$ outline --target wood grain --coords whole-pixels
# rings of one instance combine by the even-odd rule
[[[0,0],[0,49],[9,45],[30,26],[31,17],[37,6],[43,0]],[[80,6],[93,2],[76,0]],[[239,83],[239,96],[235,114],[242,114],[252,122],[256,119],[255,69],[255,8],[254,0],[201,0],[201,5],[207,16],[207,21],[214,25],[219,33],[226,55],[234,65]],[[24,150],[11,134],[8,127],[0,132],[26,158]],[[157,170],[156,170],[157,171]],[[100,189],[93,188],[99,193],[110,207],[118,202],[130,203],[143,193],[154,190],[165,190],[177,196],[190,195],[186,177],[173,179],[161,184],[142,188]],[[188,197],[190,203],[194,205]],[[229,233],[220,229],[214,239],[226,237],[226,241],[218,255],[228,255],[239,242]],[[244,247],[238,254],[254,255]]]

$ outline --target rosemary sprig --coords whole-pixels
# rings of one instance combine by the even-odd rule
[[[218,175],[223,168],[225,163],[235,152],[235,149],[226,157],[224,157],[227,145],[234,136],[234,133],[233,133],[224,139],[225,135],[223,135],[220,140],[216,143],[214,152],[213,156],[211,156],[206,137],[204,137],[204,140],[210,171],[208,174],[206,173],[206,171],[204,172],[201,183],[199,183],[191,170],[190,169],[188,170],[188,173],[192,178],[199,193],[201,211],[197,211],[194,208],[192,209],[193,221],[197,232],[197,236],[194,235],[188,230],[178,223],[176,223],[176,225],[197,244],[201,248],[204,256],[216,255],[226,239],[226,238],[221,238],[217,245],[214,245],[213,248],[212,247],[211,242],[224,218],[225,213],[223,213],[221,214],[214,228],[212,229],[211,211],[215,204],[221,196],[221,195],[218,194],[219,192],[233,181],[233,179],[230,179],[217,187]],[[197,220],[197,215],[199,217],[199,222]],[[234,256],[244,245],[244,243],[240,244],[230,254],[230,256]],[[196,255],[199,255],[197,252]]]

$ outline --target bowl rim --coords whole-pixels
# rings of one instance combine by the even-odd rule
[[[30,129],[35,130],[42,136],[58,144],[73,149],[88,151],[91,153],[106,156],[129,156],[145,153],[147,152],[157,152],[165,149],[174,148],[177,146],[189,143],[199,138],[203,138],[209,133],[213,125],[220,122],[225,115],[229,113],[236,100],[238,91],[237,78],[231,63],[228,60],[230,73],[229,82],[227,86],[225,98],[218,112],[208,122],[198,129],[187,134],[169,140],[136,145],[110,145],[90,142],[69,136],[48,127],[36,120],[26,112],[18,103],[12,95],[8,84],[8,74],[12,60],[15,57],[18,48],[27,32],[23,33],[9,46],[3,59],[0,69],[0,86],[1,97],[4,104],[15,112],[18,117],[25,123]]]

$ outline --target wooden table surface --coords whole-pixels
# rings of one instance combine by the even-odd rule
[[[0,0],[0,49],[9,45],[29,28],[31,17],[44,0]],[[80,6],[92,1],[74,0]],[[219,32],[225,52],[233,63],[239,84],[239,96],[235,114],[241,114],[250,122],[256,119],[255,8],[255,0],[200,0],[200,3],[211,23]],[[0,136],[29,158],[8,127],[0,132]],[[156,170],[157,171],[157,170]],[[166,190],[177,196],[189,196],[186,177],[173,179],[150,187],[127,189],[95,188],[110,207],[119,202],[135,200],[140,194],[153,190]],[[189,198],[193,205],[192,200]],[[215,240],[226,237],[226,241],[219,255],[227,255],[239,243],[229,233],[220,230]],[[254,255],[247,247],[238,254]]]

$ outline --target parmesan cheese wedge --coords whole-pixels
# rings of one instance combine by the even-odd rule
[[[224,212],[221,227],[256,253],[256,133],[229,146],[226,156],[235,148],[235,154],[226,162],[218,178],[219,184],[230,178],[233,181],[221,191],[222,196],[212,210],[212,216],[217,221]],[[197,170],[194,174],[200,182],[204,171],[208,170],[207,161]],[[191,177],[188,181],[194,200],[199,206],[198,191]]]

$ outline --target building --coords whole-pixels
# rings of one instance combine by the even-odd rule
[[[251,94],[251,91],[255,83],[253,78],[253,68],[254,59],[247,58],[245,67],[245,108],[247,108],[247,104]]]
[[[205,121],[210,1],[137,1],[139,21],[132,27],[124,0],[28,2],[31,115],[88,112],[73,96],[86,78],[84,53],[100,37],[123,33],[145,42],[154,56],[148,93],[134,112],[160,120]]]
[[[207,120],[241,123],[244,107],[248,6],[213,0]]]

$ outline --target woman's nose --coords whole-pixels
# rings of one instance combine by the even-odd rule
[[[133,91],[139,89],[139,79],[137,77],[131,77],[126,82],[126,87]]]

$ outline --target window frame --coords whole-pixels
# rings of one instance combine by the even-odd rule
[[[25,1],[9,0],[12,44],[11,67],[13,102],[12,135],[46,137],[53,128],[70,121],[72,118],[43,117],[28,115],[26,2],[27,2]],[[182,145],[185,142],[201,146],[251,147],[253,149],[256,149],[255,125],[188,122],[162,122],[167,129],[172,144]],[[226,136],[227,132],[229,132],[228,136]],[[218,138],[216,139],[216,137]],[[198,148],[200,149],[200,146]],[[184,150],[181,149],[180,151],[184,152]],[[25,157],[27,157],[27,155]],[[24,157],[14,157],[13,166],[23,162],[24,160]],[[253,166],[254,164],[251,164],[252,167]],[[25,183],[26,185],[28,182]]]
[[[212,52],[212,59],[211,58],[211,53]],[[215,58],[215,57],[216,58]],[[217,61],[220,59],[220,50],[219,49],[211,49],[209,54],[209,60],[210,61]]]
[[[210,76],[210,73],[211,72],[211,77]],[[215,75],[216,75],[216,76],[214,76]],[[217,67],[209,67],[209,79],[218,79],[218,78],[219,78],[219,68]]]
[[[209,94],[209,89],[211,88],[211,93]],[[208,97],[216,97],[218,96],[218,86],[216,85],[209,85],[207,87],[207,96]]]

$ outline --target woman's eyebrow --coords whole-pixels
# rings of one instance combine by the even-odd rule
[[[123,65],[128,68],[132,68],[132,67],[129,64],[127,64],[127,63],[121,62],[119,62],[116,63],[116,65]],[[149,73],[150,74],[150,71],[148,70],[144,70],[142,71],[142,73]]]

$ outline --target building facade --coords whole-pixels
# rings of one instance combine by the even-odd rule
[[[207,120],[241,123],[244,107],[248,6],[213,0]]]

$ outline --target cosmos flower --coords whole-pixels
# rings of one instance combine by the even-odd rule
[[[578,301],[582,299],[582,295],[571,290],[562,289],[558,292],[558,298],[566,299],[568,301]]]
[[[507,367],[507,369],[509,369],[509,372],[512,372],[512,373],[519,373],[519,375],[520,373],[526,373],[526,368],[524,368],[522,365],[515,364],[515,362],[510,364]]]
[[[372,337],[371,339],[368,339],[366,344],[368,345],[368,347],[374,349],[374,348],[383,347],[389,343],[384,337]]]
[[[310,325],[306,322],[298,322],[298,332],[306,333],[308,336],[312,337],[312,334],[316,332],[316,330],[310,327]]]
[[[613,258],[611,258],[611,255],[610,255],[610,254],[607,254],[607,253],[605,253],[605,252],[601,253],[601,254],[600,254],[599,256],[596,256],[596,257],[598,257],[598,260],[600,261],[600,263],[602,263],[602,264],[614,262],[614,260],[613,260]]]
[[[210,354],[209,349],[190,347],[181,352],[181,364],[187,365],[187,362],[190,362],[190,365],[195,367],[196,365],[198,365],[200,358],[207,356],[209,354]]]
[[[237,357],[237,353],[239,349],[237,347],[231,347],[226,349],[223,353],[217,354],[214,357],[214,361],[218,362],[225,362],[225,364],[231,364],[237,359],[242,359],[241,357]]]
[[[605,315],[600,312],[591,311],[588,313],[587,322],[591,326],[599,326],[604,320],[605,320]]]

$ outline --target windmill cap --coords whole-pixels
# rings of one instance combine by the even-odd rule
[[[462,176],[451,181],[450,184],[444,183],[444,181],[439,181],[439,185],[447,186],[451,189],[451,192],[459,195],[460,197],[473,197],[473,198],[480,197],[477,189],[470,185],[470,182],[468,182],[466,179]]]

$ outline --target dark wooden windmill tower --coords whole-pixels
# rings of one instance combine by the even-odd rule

+ + + + + + +

◆ What this task involves: Reproduce, character for character, the part of the items that opens with the line containing "tower --coords whole-pixels" and closes with the last line of the items.

◆ Task response:
$ outline --target dark wooden windmill tower --coords whole-pixels
# rings of one instance combine by the even-odd rule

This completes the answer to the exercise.